> [Task instructions]
Transcribe the records that follow. Keep every word exactly, and drop the pictures.

===== Source records =====

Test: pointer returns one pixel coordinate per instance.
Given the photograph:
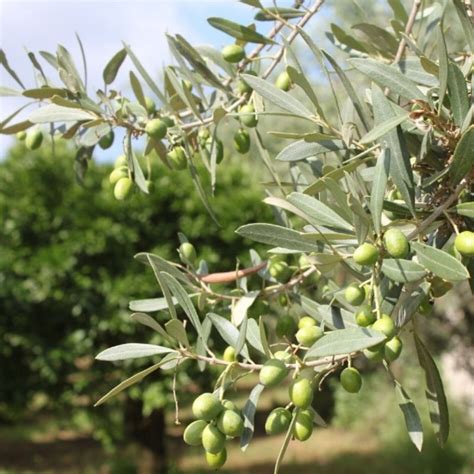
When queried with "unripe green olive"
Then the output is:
(280, 271)
(233, 53)
(248, 117)
(216, 461)
(306, 321)
(385, 325)
(375, 354)
(365, 316)
(309, 335)
(351, 380)
(168, 121)
(187, 252)
(366, 254)
(213, 440)
(177, 158)
(393, 349)
(277, 421)
(242, 141)
(206, 407)
(440, 287)
(107, 140)
(354, 294)
(34, 139)
(396, 243)
(273, 372)
(121, 161)
(286, 326)
(283, 81)
(156, 129)
(229, 354)
(193, 433)
(303, 428)
(150, 106)
(229, 405)
(426, 306)
(21, 135)
(464, 243)
(301, 392)
(230, 423)
(117, 174)
(122, 188)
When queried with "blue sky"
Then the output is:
(102, 25)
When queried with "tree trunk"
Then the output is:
(148, 431)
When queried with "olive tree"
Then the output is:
(371, 195)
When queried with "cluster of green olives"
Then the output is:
(216, 421)
(120, 178)
(32, 139)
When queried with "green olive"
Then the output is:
(233, 53)
(206, 407)
(213, 440)
(122, 188)
(230, 423)
(216, 461)
(107, 140)
(301, 392)
(351, 380)
(385, 325)
(277, 421)
(354, 294)
(396, 243)
(156, 129)
(247, 116)
(464, 243)
(366, 254)
(365, 316)
(193, 433)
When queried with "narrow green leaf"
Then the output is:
(286, 13)
(388, 76)
(277, 236)
(411, 416)
(400, 167)
(319, 213)
(440, 262)
(183, 300)
(131, 381)
(344, 341)
(443, 66)
(301, 149)
(360, 107)
(239, 32)
(457, 93)
(248, 413)
(439, 414)
(276, 96)
(228, 332)
(175, 328)
(379, 184)
(146, 77)
(403, 271)
(6, 65)
(56, 113)
(132, 351)
(463, 157)
(382, 128)
(112, 68)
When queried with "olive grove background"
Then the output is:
(67, 275)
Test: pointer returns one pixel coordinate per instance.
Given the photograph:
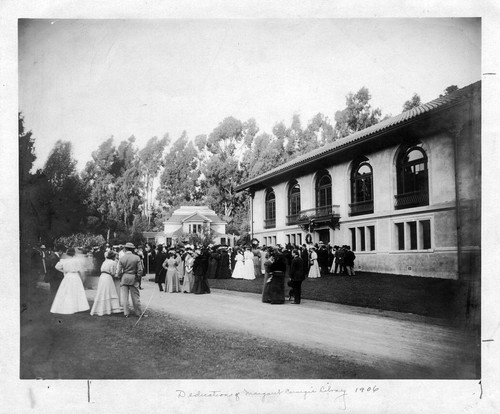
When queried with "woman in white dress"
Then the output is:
(249, 269)
(239, 267)
(106, 299)
(70, 297)
(172, 278)
(187, 284)
(313, 261)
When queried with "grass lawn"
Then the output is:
(160, 347)
(435, 298)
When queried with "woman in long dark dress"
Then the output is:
(224, 270)
(277, 282)
(160, 272)
(200, 268)
(269, 257)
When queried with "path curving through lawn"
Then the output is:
(396, 345)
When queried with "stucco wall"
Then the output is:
(439, 261)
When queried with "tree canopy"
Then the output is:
(357, 115)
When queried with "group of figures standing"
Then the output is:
(182, 269)
(120, 279)
(186, 269)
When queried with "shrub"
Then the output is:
(81, 240)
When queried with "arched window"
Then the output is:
(412, 178)
(270, 220)
(293, 202)
(324, 190)
(361, 188)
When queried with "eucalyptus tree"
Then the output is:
(357, 115)
(151, 161)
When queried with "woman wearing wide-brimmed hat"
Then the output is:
(106, 299)
(70, 297)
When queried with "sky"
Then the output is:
(86, 80)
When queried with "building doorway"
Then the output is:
(324, 236)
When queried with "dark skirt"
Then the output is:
(200, 285)
(160, 276)
(266, 298)
(277, 288)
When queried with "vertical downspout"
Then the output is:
(252, 194)
(456, 133)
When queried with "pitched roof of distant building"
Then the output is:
(397, 121)
(187, 213)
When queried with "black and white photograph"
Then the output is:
(241, 212)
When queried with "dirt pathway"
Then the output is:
(398, 345)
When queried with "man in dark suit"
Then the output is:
(130, 270)
(53, 276)
(296, 275)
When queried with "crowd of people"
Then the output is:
(185, 268)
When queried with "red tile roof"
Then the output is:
(396, 121)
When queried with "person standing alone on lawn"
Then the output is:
(296, 276)
(130, 271)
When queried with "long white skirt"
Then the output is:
(106, 299)
(248, 270)
(314, 270)
(239, 269)
(70, 297)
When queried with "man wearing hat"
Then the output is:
(130, 270)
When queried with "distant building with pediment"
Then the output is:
(192, 220)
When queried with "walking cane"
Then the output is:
(144, 311)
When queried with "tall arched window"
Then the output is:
(293, 202)
(412, 178)
(270, 220)
(361, 188)
(323, 192)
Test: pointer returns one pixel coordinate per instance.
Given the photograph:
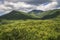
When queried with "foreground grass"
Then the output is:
(29, 30)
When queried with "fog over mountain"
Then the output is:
(28, 5)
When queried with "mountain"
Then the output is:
(36, 11)
(52, 14)
(16, 15)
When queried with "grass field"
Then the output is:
(29, 30)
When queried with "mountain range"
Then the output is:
(34, 14)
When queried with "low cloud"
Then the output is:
(49, 6)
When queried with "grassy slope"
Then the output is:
(30, 29)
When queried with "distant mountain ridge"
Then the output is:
(35, 11)
(15, 15)
(51, 14)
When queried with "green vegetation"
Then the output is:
(26, 27)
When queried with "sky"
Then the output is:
(28, 5)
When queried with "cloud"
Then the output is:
(27, 5)
(49, 6)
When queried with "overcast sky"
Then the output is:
(27, 5)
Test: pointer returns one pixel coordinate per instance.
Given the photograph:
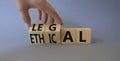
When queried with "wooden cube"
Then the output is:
(36, 32)
(83, 35)
(68, 36)
(52, 33)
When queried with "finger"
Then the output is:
(44, 17)
(39, 14)
(53, 13)
(26, 17)
(51, 20)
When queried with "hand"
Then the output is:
(44, 10)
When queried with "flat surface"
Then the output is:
(102, 16)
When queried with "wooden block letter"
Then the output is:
(52, 33)
(68, 36)
(83, 35)
(36, 32)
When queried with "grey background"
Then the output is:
(102, 16)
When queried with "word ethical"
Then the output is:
(54, 34)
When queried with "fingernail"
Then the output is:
(26, 26)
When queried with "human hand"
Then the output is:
(44, 10)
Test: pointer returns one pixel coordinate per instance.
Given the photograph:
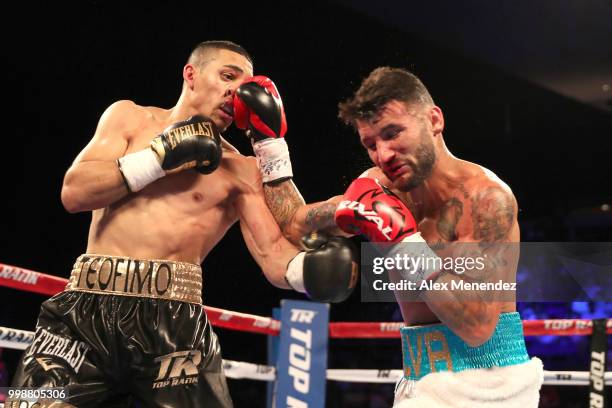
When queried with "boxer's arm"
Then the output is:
(94, 180)
(295, 217)
(470, 316)
(263, 238)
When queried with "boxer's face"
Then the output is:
(399, 140)
(215, 82)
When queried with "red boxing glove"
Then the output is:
(258, 108)
(373, 210)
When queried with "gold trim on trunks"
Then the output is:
(154, 278)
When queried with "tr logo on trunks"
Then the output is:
(126, 275)
(178, 368)
(51, 345)
(436, 348)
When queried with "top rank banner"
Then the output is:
(302, 355)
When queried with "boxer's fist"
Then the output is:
(328, 269)
(258, 108)
(195, 142)
(371, 209)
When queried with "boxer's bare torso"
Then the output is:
(179, 217)
(460, 213)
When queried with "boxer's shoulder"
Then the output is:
(482, 183)
(243, 170)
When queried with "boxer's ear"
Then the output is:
(189, 75)
(437, 120)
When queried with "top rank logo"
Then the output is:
(178, 368)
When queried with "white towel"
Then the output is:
(508, 387)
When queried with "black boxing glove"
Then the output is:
(327, 271)
(192, 143)
(258, 109)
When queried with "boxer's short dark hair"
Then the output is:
(200, 52)
(383, 85)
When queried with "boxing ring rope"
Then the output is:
(37, 282)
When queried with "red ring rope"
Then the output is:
(31, 281)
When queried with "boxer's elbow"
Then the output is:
(71, 200)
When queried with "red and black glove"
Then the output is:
(373, 210)
(258, 109)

=====

> [Written answer]
Test: pointer returns one pixel coordinate per instance.
Given the photograph:
When queried with "unripe green olive"
Then the output is:
(280, 271)
(233, 53)
(248, 117)
(216, 461)
(306, 321)
(385, 325)
(375, 354)
(365, 316)
(309, 335)
(351, 380)
(168, 121)
(187, 252)
(366, 254)
(213, 440)
(177, 158)
(393, 349)
(277, 421)
(242, 141)
(206, 407)
(440, 287)
(107, 140)
(354, 294)
(34, 139)
(396, 243)
(273, 372)
(121, 161)
(286, 326)
(283, 81)
(156, 129)
(229, 354)
(193, 433)
(303, 428)
(150, 106)
(229, 405)
(426, 306)
(21, 135)
(464, 243)
(301, 392)
(230, 423)
(117, 174)
(122, 188)
When queried with "blue sky"
Then the output is:
(102, 25)
When queried with "tree trunk"
Then the output is:
(148, 431)
When queried with "olive tree"
Then the output is:
(371, 195)
When queried with "cluster of green olives"
Then the output is:
(216, 421)
(120, 178)
(32, 139)
When queried with "green olive"
Then the output is:
(233, 53)
(206, 407)
(213, 440)
(122, 188)
(230, 423)
(216, 461)
(107, 140)
(301, 392)
(351, 380)
(385, 325)
(277, 421)
(354, 294)
(396, 243)
(156, 129)
(247, 116)
(464, 243)
(366, 254)
(365, 316)
(193, 433)
When queried with "narrow green leaf"
Then the output is:
(286, 13)
(388, 76)
(277, 236)
(411, 416)
(400, 167)
(319, 213)
(440, 262)
(183, 300)
(131, 381)
(344, 341)
(443, 66)
(301, 149)
(360, 107)
(239, 32)
(457, 93)
(248, 413)
(439, 414)
(276, 96)
(228, 332)
(175, 328)
(379, 184)
(146, 77)
(403, 271)
(6, 65)
(56, 113)
(132, 351)
(463, 157)
(382, 128)
(112, 68)
When queried with "olive grove background"
Then the output is:
(67, 275)
Test: pointer returns one pixel coordinate per instance.
Given the photograph:
When queried with "woman in white dress"
Then the output is:
(249, 269)
(239, 267)
(106, 299)
(70, 297)
(172, 278)
(187, 284)
(313, 261)
When queried with "grass lawn"
Then the output is:
(160, 347)
(435, 298)
When queried with "woman in long dark dress"
Then the output is:
(224, 270)
(277, 282)
(160, 272)
(200, 268)
(269, 257)
When queried with "path curving through lawn"
Then the output is:
(396, 345)
When queried with "stucco wall"
Then the output is:
(439, 261)
When queried with "tree canopy"
Then the output is:
(357, 115)
When queried with "group of figures standing"
Then the output is:
(182, 269)
(120, 279)
(186, 269)
When queried with "shrub"
Then the output is:
(81, 240)
When queried with "arched window"
Then the output is:
(412, 178)
(270, 220)
(293, 202)
(324, 190)
(361, 188)
When queried with "eucalyptus tree"
Then the output is:
(357, 115)
(151, 161)
When queried with "woman wearing wide-brimmed hat"
Then the output is:
(106, 299)
(70, 297)
When queried with "sky"
Then the output is:
(86, 80)
When queried with "building doorway"
Then the output is:
(324, 236)
When queried with "dark skirt"
Then the output is:
(200, 285)
(160, 276)
(266, 298)
(277, 288)
When queried with "vertical downspout"
Then the output is:
(252, 194)
(456, 133)
When queried with "pitched roof of distant building"
Then the output is:
(397, 121)
(187, 213)
When queried with "black and white photograph"
Then the output is:
(241, 212)
When queried with "dirt pathway"
Then the output is:
(398, 345)
When queried with "man in dark suit"
Then the output is:
(130, 270)
(53, 276)
(296, 275)
When queried with "crowd of people"
Then the output is:
(185, 268)
When queried with "red tile roof"
Then the output is:
(396, 121)
When queried with "person standing alone on lawn"
Then the output is:
(296, 276)
(130, 271)
When queried with "long white skirt"
Then the output is:
(106, 299)
(248, 270)
(314, 270)
(239, 269)
(70, 297)
When queried with "man wearing hat"
Then the output is:
(130, 270)
When queried with "distant building with pediment"
Then the output is:
(192, 220)
When queried with "walking cane"
Then the output is:
(144, 311)
When queried with "tall arched window"
Then the output is:
(293, 202)
(412, 178)
(270, 220)
(361, 188)
(323, 192)
Test: pointer returns one pixel coordinate per instance.
Given the photograph:
When queried with "foreground grass"
Then the output is:
(29, 30)
When queried with "fog over mountain"
Then the output is:
(28, 5)
When queried with "mountain"
Then the output is:
(36, 11)
(52, 14)
(16, 15)
When queried with "grass field"
Then the output is:
(29, 30)
When queried with "mountain range"
Then the output is:
(34, 14)
When queried with "low cloud"
Then the output is:
(49, 6)
When queried with "grassy slope"
Then the output is:
(30, 29)
When queried with "distant mountain ridge"
Then the output is:
(35, 11)
(15, 15)
(51, 14)
When queried with "green vegetation"
Then the output is:
(26, 27)
When queried with "sky"
Then the output is:
(28, 5)
When queried with "cloud"
Then the output is:
(27, 5)
(49, 6)
When queried with "overcast sky"
Then the output is:
(27, 5)
Test: pointer returns one pixel coordinate per instance.
Given the photograph:
When queried with "wooden cube"
Then the output is:
(36, 32)
(83, 35)
(68, 36)
(52, 33)
When queried with "finger"
Then the output is:
(44, 17)
(39, 14)
(53, 13)
(26, 17)
(51, 20)
When queried with "hand"
Then the output is:
(44, 10)
When queried with "flat surface"
Then the output is:
(102, 16)
When queried with "wooden block letter"
Then the output is:
(52, 33)
(68, 36)
(83, 35)
(36, 32)
When queried with "grey background"
Then the output is:
(102, 16)
When queried with "word ethical"
Then the output is:
(54, 34)
When queried with "fingernail"
Then the output is:
(26, 26)
When queried with "human hand"
Then the output is:
(44, 10)
Test: pointer returns one pixel coordinate per instance.
Given the photograph:
When queried with "boxer's arm"
Then the output is:
(94, 180)
(295, 217)
(470, 316)
(263, 238)
When queried with "boxer's face"
Then the output is:
(399, 140)
(215, 82)
When queried with "red boxing glove"
Then the output is:
(258, 108)
(373, 210)
When queried with "gold trim on trunks"
Then the output is:
(154, 278)
When queried with "tr logo on trunks"
Then the output is:
(126, 275)
(178, 368)
(51, 345)
(436, 348)
When queried with "top rank banner"
Then the output is:
(302, 355)
When queried with "boxer's fist"
Then the output is:
(328, 269)
(258, 108)
(195, 142)
(371, 209)
When queried with "boxer's bare torso"
Then the output is:
(179, 217)
(460, 213)
When queried with "boxer's shoulder"
Then the output is:
(482, 183)
(243, 170)
When queried with "boxer's ear"
Then the output is:
(189, 75)
(437, 120)
When queried with "top rank logo"
Then the output is:
(178, 368)
When queried with "white towel"
Then the output is:
(508, 387)
When queried with "black boxing glove"
Then the output is:
(327, 271)
(192, 143)
(258, 109)
When queried with "boxer's short dark hair"
Then the output is:
(200, 52)
(383, 85)
When queried with "boxing ring rope"
Then the output is:
(37, 282)
When queried with "red ring rope"
Then the output is:
(31, 281)
When queried with "boxer's elbow"
Then the output is:
(71, 200)
When queried with "red and black glove"
Then the output is:
(373, 210)
(258, 109)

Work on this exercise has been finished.